データソースからの記録
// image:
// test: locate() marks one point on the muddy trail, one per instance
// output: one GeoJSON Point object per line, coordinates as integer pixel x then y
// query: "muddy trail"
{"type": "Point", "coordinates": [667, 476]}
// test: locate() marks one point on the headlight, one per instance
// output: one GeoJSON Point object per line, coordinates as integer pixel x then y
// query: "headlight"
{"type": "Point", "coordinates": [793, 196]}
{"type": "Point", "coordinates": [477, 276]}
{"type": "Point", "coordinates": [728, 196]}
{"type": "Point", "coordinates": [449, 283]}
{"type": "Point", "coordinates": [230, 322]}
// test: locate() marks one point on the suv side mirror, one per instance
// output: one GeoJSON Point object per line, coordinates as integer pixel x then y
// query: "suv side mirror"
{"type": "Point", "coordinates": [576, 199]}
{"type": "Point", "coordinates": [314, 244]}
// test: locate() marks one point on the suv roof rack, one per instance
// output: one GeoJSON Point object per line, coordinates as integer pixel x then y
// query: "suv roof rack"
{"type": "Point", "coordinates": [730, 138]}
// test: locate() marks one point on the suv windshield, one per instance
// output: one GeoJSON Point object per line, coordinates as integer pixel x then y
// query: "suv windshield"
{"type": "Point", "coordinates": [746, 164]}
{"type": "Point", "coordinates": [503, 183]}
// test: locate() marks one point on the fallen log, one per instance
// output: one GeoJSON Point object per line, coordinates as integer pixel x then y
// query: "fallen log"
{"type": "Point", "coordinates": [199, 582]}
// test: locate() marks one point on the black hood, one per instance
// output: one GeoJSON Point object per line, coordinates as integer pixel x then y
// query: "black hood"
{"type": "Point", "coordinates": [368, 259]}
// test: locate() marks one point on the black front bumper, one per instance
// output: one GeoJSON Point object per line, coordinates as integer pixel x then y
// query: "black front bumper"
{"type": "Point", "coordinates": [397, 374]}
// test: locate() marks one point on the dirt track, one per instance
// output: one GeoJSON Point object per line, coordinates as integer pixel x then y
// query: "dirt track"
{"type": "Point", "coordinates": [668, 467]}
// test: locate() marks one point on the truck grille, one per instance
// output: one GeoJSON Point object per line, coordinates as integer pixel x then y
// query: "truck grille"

■ 課題の内容:
「roof rack, one per instance」を含む行から始め、記録の最後の行までを、「suv」をすべて「vehicle」に置き換えたうえで、ほかは一切変えずに書き直してください。

■ この課題の解答:
// test: locate() marks one point on the vehicle roof rack, one per instance
// output: one GeoJSON Point object per line, coordinates as integer pixel x then y
// query: "vehicle roof rack"
{"type": "Point", "coordinates": [730, 138]}
// test: locate() marks one point on the vehicle windshield, one per instance
// output: one GeoJSON Point object per line, coordinates as integer pixel x then y
// query: "vehicle windshield"
{"type": "Point", "coordinates": [746, 164]}
{"type": "Point", "coordinates": [503, 183]}
// test: locate() marks one point on the fallen log, one per instance
// output: one GeoJSON Point object per line, coordinates as integer pixel x then y
// query: "fallen log"
{"type": "Point", "coordinates": [199, 582]}
// test: locate() marks one point on the black hood, one per instance
// output: one GeoJSON Point object per line, coordinates as integer pixel x then y
// query: "black hood"
{"type": "Point", "coordinates": [368, 259]}
// test: locate() marks one point on the black front bumper, one per instance
// output: one GeoJSON Point object per line, coordinates as integer pixel x then y
// query: "black front bumper"
{"type": "Point", "coordinates": [397, 374]}
// test: locate() marks one point on the dirt track, one per instance
// output: one GeoJSON Point object per line, coordinates as integer pixel x then y
// query: "dirt track"
{"type": "Point", "coordinates": [668, 467]}
// test: locate() marks one point on the truck grille, one per instance
// output: one GeoJSON Point object per line, coordinates as integer pixel x then y
// query: "truck grille"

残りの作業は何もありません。